▶ [Supplied passage]:

I think it’s a terrific idea, but Sometimes the word did, but meant something different. “Blink” for instance…, how does the JA-spellchecker flag words like that?
It can be distracting when they get it wrong; e.g. Neal Stephenson put ‘bloke’ into the mouth of an seventeenth-century Englishman in one of his Baroque Cycle novels, which felt anachronistic to me, which prompted me to look it up, and indeed the OED’s first citation is from 1851. Though I certainly wouldn’t have noticed a lot of the examples she cites.
Leonardo: an-anachronic (why can’t I say “chronic”?)
Non-anachronistic, anachronistic, anachronic, diachronic, synchronic, symphonic.
“Anachronistic” is much more frequently used than “anachronic”, although they should mean the same. Someone who writes “anachronic” is flexing his voc abs.
It would be awesome to try to write about the fourteenth century in Middle English FTFY
Thanks Grumbly. My “anachronic” was a mistranslation from Pt. “anacrônico”, which is more common than “anacronístico” (237000 vs. 1500 on google at the moment). Traps.
It would be ludicrous to try to write about the fourteenth century in Middle English.
What about those passages of ENHG in Mann’s Faustus?
Inkwell? Inkpot? What about the Inkhorn Controversy?
In Daisy Miller Daisy says of her disreputable Italian boyfriend:
But there’s Giovanelli, leaning against that tree. He’s staring at the women in the carriages: did you ever see anything so cool?

Source records:
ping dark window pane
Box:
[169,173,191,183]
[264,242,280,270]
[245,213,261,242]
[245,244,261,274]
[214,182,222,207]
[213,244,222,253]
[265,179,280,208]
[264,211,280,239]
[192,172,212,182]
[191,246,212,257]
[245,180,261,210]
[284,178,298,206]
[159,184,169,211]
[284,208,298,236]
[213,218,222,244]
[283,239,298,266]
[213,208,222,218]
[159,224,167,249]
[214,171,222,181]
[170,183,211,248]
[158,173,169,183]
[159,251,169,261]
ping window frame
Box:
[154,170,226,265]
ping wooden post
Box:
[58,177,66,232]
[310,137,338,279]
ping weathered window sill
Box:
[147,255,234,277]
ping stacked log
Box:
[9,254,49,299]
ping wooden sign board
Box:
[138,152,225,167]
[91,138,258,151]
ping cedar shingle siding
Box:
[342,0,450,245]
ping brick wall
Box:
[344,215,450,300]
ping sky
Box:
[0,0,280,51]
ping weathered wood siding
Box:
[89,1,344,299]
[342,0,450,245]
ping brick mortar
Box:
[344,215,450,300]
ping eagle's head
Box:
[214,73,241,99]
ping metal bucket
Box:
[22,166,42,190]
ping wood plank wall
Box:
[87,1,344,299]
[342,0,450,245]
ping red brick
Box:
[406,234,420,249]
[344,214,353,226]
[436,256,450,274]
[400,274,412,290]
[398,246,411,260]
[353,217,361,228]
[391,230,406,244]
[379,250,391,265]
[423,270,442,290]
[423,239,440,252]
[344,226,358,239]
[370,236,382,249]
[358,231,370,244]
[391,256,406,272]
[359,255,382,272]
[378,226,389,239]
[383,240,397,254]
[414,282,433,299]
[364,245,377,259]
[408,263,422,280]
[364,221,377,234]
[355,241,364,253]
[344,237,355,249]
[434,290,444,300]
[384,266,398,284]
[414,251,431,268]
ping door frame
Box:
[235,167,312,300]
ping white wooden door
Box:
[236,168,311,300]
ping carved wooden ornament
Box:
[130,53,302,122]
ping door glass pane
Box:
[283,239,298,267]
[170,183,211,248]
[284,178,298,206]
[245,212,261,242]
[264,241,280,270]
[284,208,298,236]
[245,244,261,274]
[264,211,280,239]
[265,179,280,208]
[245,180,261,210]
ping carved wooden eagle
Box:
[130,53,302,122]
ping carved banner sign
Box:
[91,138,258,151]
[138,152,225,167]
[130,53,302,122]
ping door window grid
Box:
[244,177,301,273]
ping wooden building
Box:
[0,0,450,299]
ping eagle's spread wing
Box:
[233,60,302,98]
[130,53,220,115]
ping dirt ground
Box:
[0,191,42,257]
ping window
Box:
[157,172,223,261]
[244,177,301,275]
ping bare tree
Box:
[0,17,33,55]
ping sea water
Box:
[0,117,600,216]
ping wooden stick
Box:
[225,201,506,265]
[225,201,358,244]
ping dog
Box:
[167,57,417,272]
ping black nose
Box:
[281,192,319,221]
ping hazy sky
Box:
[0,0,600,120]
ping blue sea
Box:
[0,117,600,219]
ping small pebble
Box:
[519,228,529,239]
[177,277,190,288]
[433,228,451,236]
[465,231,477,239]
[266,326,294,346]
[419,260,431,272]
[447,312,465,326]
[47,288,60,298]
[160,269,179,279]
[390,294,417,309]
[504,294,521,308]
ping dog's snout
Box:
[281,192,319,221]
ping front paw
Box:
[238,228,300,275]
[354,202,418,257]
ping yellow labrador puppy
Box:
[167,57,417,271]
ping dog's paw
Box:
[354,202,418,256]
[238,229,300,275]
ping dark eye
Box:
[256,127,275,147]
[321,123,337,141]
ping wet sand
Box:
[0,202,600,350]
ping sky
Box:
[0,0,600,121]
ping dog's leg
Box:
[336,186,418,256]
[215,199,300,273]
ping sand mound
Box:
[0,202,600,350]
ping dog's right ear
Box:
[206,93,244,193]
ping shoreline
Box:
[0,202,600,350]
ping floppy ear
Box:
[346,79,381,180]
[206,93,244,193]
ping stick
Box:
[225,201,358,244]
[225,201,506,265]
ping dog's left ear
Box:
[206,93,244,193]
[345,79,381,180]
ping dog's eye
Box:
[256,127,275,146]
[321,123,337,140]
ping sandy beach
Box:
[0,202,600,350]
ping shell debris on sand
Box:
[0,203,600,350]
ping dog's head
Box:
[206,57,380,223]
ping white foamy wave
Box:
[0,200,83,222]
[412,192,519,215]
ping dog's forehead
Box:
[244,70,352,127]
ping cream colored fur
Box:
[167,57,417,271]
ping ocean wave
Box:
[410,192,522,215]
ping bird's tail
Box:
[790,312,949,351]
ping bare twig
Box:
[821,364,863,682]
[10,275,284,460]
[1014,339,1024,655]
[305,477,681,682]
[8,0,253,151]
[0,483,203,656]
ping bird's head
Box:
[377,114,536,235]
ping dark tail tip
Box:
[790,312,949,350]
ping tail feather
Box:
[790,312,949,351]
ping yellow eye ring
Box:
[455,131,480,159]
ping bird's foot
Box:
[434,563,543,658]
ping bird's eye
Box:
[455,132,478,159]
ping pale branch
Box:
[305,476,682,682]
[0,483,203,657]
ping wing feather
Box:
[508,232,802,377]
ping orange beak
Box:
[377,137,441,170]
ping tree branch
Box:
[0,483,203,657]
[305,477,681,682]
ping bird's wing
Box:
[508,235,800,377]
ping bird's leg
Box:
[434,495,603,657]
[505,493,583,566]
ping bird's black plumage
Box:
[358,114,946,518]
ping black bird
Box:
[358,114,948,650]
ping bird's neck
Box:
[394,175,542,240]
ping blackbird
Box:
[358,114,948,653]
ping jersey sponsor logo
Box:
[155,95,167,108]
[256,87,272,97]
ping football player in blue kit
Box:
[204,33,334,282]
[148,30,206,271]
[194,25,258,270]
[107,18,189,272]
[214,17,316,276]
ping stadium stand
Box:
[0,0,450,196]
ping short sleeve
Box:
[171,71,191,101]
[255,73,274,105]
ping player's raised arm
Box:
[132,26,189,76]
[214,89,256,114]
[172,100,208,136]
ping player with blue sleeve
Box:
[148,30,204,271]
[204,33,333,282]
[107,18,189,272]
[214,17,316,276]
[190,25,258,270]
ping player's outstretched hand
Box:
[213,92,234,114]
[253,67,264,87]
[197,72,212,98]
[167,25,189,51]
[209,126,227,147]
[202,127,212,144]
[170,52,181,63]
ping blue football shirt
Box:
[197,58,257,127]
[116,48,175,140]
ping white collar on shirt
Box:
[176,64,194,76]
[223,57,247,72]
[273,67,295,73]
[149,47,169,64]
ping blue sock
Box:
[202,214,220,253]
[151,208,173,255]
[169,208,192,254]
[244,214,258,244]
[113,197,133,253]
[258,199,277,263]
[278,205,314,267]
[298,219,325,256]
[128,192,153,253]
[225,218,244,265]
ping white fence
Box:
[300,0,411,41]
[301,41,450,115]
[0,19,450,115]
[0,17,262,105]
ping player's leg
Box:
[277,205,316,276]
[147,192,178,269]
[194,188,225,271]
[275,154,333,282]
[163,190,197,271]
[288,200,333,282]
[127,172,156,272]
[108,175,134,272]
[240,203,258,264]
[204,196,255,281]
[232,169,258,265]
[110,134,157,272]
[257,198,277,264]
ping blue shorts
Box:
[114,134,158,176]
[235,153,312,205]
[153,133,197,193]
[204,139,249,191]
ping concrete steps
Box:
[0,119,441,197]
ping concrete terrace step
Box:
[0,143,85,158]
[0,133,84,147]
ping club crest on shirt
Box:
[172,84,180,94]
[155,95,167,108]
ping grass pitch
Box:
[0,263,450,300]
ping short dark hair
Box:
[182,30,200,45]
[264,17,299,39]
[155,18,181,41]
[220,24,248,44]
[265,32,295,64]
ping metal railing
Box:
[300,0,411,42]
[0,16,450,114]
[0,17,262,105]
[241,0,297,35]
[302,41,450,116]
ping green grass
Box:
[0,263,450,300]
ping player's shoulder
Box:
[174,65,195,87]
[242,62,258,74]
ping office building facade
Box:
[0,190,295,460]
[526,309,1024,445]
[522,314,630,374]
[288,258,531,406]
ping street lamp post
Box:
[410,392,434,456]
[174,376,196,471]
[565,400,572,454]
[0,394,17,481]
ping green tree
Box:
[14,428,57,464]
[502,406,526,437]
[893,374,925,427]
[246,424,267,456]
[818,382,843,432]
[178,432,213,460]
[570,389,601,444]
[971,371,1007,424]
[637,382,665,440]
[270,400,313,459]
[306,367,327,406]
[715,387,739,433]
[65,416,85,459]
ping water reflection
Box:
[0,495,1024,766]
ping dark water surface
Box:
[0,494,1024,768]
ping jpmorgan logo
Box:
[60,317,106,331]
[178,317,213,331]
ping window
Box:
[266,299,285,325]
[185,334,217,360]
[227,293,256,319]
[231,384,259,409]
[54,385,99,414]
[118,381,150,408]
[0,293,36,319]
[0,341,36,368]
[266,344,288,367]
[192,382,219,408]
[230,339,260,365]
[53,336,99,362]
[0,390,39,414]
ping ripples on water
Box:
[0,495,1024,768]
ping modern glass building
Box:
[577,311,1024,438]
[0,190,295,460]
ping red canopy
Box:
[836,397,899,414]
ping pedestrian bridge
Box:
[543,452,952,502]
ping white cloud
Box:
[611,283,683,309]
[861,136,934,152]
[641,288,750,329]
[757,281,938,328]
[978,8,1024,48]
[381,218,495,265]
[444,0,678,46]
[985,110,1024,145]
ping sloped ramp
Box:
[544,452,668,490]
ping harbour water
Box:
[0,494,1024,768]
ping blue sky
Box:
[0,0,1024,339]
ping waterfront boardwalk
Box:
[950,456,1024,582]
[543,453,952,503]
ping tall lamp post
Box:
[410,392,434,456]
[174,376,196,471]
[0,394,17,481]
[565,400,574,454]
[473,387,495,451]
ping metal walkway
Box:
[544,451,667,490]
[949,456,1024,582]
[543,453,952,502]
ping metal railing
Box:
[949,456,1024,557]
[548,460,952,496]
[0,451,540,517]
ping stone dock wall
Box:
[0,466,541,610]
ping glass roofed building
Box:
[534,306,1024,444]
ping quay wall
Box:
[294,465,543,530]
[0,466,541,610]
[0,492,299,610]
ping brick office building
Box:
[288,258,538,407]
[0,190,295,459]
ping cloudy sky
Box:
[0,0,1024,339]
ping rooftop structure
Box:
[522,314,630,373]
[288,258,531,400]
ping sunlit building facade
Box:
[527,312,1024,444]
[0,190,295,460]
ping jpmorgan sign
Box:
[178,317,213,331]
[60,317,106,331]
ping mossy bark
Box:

▶ [What you are asked to do]:
Revise the anachronism discussion above, starting with "Inkwell? Inkpot? What" and going on through "anything so cool?", so that "boyfriend" becomes "suitor".

▶ [Response]:
Inkwell? Inkpot? What about the Inkhorn Controversy?
In Daisy Miller Daisy says of her disreputable Italian suitor:
But there’s Giovanelli, leaning against that tree. He’s staring at the women in the carriages: did you ever see anything so cool?